Action item:
Rewrite the stretch of the passage on Sir John Warren from "It being reported" through "killed in battle.", putting "sorrowful" in place of "melancholy".

Text:
────────

It being reported that the enemy’s squadron had embarked upwards of 4000 troops at Toulon, Sir John Warren lost no time in proceeding towards Alexandria, hoping to prevent such a reinforcement from joining the French army in Egypt. On his forming a junction with Lord Keith on the 20th April, he received the melancholy tidings of the death of his only son, an officer in the guards, who had recently been killed in battle.

From Alexandria, Sir John was sent with a squadron to Coron bay, in the Morea, where he procured supplies of fresh meat, wine, and vegetables, of which the ships were much in want, their crews being sickly, and symptoms of scurvy appearing amongst them, in consequence of their having been nearly six months upon salt provisions and bad water. He subsequently touched at Corfu, Malta, and Minorca; looked into Toulon, and ultimately proceeded off Porto Ferrajo, which place had long been besieged by a French army, and gallantly defended by the Tuscan troops composing its garrison. It is almost needless for us to observe, that his endeavours to deliver a suffering, brave, and faithful people, from the state of privation to which they were reduced, had the desired effect; and, that owing to the measures adopted by him, Buonaparte, who then presided over the consular government of France, was baffled in his designs upon that post, until his attempts were totally frustrated by the treaty of Amiens[2]. Sir John Warren’s private affairs now rendering it absolutely necessary for him to return home, he

  1. Sir John B. Warren’s squadron consisted of the Renown, Dragon, Gibraltar, Hector, and Alexander 74’s; Athenienne 64; Haarlem, a 2-decker, armed en flute; and Mercury frigate. The French squadron subsequently captured the Swiftsure, a British 74. See Vol. I, p. 479.
  2. On the 14th Sept. 1801, Captain White superintended the landing and re-embarkation of 689 seamen and marines, sent from the squadron to assist the garrison of Porto Ferrajo in a sortie, made for the purpose of destroying the enemy’s batteries; a service which he performed in a very creditable manner, under a heavy fire from the French, and for which Sir John Warren acknowledged him to be “entitled to his warmest thanks.”

────────

Records provided:
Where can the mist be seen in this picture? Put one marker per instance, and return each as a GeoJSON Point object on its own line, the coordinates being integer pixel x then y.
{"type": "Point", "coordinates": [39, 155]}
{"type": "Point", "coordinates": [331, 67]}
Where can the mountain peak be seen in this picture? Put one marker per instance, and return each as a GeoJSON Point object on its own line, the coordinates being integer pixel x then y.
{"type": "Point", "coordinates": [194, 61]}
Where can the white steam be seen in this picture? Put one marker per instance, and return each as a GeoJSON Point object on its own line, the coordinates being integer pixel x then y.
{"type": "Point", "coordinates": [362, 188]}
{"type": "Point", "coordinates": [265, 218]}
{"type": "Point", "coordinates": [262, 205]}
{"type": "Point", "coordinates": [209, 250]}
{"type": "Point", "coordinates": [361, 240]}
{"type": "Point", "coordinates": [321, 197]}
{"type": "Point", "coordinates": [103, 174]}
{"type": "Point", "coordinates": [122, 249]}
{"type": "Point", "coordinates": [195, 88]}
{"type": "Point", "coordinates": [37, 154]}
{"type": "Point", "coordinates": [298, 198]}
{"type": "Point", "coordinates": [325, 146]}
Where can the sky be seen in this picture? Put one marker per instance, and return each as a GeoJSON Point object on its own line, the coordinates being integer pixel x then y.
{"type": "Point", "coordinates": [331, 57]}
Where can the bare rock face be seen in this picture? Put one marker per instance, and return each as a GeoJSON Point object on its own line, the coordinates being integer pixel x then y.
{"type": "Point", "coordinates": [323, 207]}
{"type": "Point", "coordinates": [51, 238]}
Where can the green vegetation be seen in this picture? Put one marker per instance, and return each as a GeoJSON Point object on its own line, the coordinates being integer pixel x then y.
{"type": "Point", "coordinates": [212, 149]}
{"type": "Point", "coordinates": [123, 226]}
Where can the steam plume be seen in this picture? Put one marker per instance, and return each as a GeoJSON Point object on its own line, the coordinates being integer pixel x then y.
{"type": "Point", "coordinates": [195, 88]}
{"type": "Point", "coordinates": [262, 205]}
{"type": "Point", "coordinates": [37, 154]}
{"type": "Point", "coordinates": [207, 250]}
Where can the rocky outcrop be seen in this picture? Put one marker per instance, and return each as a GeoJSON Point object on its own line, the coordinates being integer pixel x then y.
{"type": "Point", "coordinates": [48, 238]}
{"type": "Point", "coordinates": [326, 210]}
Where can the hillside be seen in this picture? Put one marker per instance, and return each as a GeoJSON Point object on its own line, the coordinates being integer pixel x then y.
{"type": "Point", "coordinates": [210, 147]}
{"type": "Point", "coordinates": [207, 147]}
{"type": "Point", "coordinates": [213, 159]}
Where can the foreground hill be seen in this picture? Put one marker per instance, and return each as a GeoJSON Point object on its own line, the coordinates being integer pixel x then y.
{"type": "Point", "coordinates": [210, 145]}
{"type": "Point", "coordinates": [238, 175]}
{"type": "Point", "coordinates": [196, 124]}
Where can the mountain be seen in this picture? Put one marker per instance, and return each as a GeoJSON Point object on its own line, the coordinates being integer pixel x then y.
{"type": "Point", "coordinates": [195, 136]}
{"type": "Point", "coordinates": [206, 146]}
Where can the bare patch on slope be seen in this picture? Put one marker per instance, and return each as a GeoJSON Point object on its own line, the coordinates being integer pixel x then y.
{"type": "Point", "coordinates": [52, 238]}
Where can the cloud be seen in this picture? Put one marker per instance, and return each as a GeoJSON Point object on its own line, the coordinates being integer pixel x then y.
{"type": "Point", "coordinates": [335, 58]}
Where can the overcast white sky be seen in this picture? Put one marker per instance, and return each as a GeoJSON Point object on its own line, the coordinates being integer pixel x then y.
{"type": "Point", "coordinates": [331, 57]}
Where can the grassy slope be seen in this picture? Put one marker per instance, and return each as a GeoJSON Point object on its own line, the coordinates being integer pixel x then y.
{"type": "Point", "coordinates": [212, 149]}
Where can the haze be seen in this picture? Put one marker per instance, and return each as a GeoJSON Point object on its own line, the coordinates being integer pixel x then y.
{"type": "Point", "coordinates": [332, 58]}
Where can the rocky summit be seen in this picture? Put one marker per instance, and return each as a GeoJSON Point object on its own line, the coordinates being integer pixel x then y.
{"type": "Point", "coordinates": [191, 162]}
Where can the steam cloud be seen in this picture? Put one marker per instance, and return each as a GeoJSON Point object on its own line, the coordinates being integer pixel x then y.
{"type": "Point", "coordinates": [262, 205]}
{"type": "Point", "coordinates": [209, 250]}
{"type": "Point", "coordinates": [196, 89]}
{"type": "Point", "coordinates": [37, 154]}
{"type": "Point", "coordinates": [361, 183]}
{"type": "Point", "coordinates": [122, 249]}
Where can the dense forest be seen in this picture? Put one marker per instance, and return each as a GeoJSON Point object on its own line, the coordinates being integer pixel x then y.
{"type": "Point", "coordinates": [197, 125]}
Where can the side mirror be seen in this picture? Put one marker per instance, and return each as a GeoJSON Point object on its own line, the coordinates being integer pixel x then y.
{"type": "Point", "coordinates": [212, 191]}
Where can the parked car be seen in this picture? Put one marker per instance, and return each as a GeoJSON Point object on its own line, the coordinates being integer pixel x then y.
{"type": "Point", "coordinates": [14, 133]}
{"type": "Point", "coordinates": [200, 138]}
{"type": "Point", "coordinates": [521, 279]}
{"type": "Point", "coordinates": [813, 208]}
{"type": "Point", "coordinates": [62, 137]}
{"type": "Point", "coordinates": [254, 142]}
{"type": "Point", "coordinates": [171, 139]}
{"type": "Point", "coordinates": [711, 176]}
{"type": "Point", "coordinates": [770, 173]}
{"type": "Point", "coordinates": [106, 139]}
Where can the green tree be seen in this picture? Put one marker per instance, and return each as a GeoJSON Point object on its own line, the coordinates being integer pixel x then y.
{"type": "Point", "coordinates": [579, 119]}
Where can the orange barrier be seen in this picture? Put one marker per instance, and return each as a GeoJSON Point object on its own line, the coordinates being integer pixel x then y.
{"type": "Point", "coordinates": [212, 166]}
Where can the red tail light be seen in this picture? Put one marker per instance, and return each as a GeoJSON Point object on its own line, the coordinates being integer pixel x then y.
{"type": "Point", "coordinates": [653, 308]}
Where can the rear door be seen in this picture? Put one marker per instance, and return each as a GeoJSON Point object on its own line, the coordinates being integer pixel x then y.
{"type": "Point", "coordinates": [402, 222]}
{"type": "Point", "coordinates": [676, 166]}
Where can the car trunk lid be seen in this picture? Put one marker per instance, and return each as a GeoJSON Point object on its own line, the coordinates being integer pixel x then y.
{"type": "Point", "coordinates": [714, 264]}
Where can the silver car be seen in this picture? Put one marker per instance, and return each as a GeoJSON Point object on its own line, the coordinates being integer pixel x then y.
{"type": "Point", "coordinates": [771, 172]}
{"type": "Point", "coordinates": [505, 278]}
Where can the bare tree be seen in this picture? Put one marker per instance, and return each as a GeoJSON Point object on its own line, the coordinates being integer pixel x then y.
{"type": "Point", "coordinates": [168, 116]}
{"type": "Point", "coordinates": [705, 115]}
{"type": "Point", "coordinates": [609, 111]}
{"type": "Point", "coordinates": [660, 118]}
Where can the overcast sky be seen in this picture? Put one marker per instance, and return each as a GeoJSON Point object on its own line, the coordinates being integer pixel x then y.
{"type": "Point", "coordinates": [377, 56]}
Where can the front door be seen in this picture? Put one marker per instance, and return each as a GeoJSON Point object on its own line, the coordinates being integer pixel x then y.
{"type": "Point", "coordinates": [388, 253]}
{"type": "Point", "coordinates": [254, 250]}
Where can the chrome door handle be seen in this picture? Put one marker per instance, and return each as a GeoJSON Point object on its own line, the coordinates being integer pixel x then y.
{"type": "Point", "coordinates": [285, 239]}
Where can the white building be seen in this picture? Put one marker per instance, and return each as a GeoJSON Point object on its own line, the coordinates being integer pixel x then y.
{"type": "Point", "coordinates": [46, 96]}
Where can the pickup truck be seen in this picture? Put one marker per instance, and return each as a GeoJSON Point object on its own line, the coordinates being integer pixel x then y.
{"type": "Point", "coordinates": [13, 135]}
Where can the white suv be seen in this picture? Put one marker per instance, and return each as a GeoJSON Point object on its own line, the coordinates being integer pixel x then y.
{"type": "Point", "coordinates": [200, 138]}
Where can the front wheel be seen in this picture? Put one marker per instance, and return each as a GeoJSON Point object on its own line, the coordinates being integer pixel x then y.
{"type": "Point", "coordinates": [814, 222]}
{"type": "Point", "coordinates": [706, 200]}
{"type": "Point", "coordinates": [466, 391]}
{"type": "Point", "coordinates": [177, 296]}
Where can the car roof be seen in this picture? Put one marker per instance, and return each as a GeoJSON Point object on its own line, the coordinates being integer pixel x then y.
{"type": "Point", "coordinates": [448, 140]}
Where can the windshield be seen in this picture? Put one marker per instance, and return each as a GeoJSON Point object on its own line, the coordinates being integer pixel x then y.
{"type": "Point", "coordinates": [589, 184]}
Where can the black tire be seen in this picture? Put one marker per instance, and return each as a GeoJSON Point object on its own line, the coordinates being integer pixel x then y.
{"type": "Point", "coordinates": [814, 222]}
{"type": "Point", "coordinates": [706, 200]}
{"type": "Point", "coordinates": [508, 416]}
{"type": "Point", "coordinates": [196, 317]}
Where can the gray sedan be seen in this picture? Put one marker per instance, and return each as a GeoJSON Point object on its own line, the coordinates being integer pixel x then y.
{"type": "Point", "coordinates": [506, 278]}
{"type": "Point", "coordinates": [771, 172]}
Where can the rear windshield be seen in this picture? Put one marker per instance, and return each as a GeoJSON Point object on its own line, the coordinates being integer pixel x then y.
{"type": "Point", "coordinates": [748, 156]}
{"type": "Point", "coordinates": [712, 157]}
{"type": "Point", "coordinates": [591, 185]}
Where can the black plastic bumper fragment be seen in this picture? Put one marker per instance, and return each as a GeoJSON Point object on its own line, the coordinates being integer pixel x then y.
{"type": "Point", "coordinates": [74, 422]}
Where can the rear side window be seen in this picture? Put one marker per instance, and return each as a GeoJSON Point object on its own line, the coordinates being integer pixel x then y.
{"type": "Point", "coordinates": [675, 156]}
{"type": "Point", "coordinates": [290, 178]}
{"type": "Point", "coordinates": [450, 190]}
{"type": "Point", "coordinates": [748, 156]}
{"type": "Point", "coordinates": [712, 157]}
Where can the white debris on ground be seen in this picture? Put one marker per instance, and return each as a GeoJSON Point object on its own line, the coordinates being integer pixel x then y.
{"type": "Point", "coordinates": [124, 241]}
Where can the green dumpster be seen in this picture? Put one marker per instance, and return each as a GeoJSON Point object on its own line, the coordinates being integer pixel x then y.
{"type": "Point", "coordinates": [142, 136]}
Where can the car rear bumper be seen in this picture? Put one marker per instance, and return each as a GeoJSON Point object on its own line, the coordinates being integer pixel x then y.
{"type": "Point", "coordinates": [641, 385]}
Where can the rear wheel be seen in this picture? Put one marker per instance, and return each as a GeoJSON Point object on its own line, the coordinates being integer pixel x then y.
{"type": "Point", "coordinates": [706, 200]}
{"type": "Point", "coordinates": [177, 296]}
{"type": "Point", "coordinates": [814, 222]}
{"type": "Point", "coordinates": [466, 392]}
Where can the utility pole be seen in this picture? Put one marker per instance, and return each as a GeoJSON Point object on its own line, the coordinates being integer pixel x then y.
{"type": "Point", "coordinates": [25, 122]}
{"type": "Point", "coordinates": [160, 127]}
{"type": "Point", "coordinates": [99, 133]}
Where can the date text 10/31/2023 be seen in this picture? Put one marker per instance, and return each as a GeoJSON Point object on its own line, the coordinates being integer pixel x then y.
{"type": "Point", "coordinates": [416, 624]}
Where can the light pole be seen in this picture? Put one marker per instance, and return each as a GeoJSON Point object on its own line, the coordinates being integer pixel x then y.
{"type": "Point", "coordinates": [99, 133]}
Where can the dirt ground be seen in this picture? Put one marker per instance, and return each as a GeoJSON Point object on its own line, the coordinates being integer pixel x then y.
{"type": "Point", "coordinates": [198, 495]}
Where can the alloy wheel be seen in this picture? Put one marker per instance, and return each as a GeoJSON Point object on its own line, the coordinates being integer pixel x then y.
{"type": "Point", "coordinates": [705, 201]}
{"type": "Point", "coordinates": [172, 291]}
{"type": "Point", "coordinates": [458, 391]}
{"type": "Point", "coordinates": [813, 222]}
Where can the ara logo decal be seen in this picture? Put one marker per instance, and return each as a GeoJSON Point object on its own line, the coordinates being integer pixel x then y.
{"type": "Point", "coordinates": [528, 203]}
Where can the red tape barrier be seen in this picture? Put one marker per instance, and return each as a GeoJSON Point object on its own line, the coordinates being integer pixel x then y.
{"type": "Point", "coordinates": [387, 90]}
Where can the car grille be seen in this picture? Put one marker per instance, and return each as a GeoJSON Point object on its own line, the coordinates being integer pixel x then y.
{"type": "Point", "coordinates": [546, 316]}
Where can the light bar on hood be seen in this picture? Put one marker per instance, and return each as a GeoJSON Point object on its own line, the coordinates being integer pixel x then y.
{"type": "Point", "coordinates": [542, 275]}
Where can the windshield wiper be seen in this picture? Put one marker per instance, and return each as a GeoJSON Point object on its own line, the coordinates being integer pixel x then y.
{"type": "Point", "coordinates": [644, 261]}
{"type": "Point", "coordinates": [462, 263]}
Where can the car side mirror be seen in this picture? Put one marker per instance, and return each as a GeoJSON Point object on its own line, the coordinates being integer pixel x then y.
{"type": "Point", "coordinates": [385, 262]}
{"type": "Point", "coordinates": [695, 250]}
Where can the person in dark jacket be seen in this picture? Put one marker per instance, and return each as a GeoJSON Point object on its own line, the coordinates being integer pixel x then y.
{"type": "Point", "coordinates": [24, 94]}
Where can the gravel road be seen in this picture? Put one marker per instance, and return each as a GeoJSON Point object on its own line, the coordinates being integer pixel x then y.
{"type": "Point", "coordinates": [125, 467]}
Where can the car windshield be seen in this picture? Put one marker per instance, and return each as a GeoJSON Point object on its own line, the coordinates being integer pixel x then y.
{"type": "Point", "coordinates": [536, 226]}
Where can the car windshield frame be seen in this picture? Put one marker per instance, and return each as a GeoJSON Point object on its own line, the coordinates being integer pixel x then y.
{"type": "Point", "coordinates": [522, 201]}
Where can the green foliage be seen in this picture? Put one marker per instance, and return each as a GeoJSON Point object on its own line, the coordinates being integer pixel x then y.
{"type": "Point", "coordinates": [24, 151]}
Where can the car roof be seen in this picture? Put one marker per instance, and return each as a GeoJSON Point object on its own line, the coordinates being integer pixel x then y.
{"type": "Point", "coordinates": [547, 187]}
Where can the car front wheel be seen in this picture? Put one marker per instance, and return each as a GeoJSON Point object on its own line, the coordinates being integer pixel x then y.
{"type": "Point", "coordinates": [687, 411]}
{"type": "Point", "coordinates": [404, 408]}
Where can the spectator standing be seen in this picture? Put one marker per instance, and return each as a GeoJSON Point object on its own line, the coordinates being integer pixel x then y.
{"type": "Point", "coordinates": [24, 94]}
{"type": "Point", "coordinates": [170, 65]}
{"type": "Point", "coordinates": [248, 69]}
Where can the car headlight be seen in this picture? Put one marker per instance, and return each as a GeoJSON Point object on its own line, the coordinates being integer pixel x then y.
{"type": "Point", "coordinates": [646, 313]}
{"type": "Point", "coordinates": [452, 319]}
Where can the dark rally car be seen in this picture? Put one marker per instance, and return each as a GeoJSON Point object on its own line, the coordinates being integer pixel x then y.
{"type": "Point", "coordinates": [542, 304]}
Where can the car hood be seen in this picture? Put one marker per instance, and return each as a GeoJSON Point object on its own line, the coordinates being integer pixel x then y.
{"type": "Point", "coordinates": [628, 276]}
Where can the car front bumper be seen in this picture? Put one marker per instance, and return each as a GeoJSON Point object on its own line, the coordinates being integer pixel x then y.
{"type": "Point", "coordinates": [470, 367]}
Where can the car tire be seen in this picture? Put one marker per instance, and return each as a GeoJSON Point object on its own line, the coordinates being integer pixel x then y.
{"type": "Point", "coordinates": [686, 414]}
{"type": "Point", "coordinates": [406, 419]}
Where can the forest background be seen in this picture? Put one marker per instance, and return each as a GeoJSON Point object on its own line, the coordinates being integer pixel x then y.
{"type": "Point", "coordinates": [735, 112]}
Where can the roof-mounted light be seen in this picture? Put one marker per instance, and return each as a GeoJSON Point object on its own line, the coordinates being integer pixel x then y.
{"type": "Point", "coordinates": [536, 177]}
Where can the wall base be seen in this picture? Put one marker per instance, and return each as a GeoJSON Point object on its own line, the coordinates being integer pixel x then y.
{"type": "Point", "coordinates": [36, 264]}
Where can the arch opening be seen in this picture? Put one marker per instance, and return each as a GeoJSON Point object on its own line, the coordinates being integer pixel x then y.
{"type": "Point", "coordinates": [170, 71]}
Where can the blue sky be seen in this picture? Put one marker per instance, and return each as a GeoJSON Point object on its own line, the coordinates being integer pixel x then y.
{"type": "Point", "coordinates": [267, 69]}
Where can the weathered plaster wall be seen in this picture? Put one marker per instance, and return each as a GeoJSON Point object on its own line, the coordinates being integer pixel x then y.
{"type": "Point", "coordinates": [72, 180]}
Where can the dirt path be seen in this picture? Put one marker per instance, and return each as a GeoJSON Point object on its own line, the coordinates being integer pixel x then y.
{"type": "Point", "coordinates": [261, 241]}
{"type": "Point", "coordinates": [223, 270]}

────────

Result of this task:
It being reported that the enemy’s squadron had embarked upwards of 4000 troops at Toulon, Sir John Warren lost no time in proceeding towards Alexandria, hoping to prevent such a reinforcement from joining the French army in Egypt. On his forming a junction with Lord Keith on the 20th April, he received the sorrowful tidings of the death of his only son, an officer in the guards, who had recently been killed in battle.